From the listing below, copy only the lines running from the line that contains "the framed artwork" to the line that contains "of the table", both included.

## THE RECORDS
● ● ● ●

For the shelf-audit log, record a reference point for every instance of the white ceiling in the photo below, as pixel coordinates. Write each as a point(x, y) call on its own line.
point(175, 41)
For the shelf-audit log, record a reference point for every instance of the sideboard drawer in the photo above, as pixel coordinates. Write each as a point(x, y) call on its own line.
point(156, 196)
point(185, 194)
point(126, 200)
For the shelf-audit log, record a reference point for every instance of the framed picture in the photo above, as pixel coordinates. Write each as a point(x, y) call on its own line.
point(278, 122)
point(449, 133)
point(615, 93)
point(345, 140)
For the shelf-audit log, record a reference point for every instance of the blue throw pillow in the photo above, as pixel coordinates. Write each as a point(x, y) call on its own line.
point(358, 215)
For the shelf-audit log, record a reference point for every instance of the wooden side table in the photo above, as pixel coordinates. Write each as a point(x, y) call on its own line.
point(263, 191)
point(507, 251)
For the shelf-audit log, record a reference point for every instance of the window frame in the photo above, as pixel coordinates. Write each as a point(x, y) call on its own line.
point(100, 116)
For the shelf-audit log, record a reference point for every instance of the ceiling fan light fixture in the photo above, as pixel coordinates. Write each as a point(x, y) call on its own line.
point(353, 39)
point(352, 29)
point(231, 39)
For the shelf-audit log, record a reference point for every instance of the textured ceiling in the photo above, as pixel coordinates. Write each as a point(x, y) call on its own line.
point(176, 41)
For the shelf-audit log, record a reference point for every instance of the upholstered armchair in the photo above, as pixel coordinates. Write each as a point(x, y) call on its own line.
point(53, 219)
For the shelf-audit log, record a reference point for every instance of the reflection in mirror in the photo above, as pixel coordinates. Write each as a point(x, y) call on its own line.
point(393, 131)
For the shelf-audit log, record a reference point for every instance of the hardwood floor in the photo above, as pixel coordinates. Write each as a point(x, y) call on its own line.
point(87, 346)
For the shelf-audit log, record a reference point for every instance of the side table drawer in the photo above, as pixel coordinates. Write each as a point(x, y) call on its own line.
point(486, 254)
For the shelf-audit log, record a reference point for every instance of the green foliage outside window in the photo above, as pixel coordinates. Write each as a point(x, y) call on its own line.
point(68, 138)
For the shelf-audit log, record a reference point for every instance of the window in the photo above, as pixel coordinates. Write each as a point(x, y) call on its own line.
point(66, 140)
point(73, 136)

● ● ● ●

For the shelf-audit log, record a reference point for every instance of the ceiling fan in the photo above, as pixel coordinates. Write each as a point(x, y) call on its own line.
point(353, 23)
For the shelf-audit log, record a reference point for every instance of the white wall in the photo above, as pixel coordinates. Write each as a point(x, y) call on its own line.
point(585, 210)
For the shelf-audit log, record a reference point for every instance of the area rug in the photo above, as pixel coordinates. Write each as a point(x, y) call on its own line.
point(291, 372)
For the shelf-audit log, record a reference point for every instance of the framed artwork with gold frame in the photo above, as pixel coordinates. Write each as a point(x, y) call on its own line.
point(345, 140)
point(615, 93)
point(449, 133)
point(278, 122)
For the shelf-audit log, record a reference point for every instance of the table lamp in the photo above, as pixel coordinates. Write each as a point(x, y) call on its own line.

● ● ● ●

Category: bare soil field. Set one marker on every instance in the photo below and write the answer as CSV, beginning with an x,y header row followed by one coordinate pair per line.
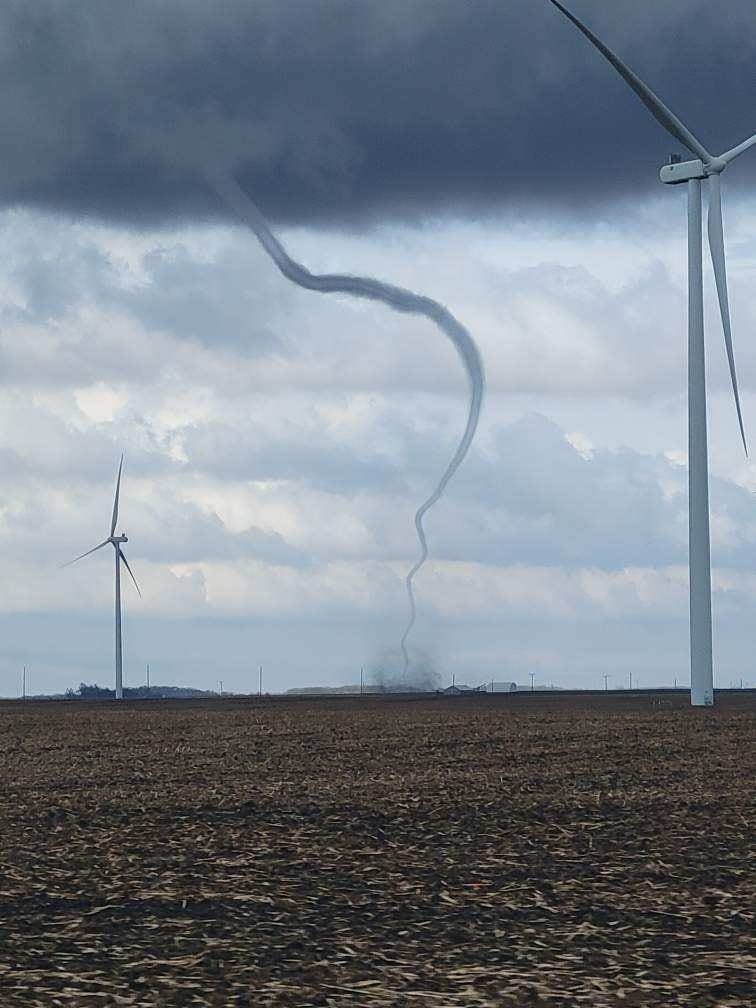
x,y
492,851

● ● ● ●

## RESPONSE TO THE EXERCISE
For the shelf-audit log, record a reference point for every instance of the framed artwork with gold frame in the photo above, as pixel coordinates. Write each as a point(x, y) call on its own line.
point(345, 140)
point(615, 93)
point(449, 133)
point(278, 122)
For the shelf-audit log, record a reference point for every instance of the table lamp in the photo above, as pixel coordinates. Write each as a point(x, y) call on its own line.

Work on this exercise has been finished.